[Task data]
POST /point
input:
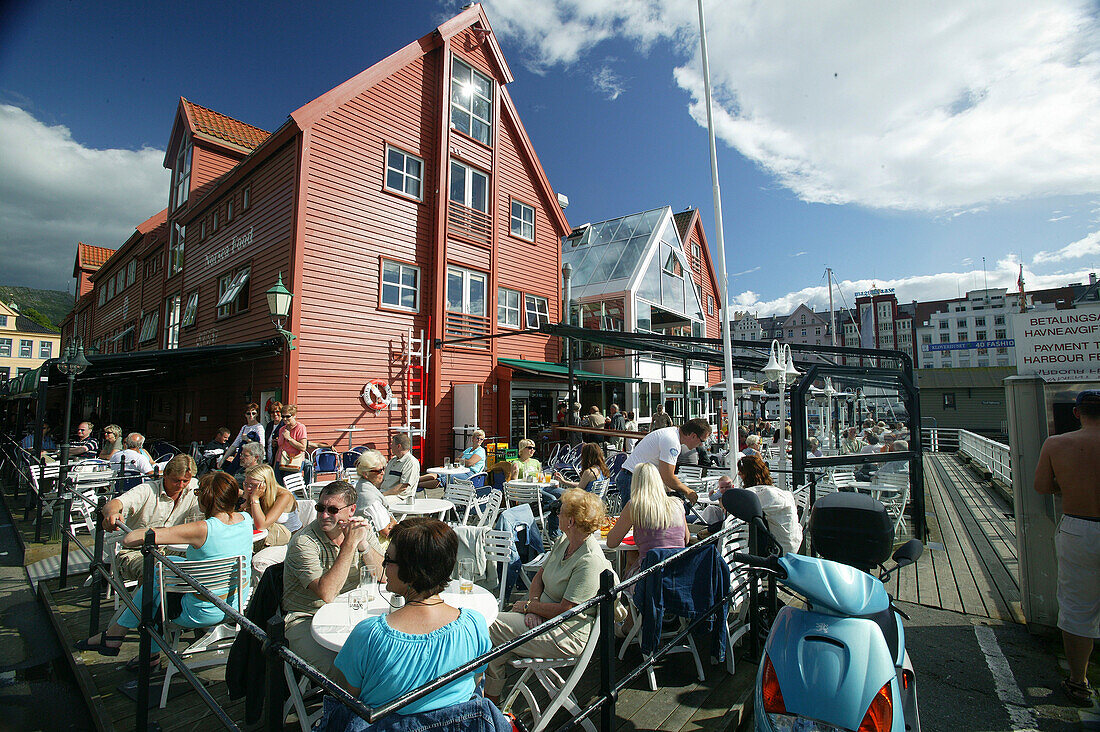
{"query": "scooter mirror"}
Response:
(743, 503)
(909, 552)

...

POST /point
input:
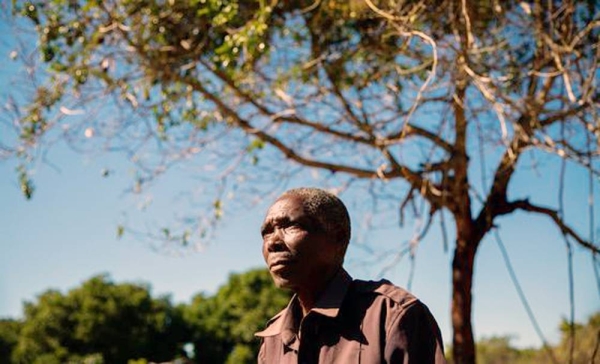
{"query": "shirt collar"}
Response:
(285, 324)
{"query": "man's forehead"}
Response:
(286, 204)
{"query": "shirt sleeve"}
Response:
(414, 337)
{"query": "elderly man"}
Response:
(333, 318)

---

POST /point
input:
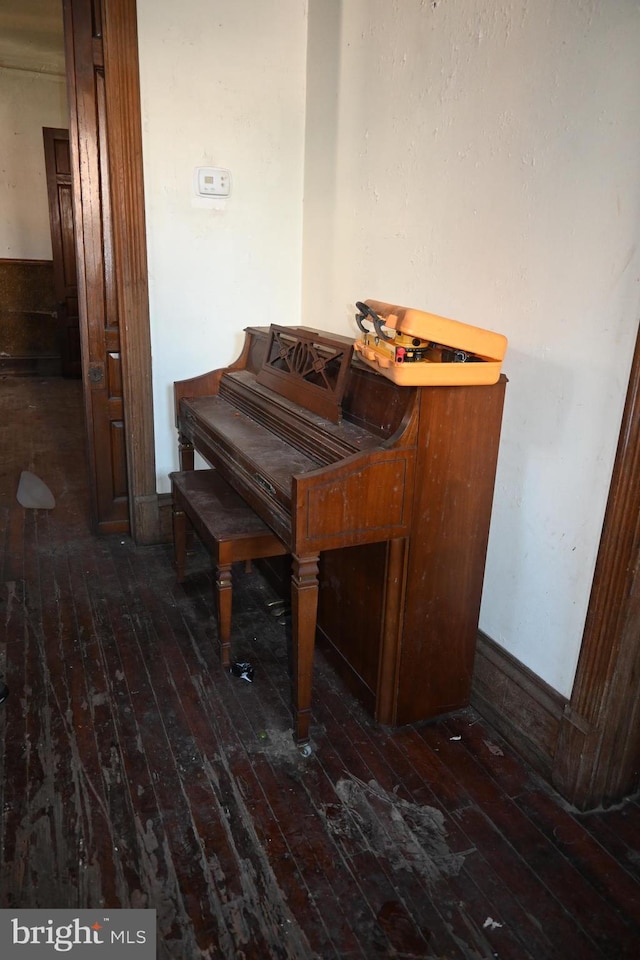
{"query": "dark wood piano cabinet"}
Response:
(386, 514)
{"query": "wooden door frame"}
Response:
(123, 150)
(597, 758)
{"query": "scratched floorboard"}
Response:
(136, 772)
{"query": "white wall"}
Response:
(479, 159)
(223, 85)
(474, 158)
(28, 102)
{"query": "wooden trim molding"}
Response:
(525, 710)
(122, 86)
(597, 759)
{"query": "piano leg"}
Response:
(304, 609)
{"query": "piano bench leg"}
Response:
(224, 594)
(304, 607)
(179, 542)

[Short exercise] Please count the lines in the records above that contain the word "wooden" and give only that number.

[Exercise answer] 2